Start of ENTRIES SHOWN

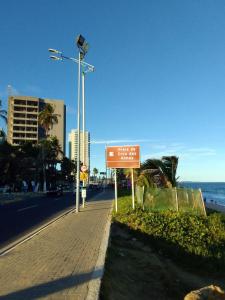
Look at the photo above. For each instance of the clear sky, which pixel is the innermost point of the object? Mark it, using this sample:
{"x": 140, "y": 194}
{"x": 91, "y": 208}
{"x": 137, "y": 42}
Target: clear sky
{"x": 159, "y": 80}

End of ENTRIES SHOWN
Start of ENTRIES SHOWN

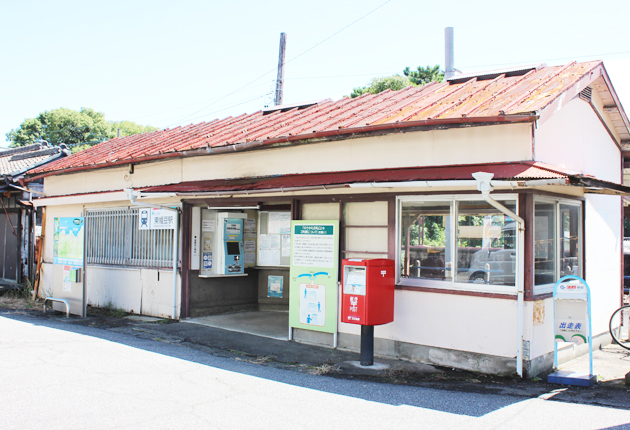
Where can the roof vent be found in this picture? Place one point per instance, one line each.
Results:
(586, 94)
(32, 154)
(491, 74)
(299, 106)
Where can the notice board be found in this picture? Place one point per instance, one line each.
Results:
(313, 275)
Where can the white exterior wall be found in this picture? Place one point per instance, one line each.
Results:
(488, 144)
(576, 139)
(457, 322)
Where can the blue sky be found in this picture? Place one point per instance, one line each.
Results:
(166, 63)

End of ENTRIES SHOWN

» **TASK STATEMENT**
Wherever the string "each" appears in the entries above, return the line it appears on.

» **OUTPUT FOR THIS EXERCISE**
Look at the photo above. For each instance of the clear sky, which pixel is the innermost point of the object? Mark it, using this sample:
Where can the roof vent be found in this picture? Place one point per instance, one line each.
Where can the notice board be found in this picture? Place one point per instance, one line each.
Where can the white exterior wall be found in this picture? Place one point per instance, one line each.
Where can the blue sky be found in this picture? Place one point per instance, one line each.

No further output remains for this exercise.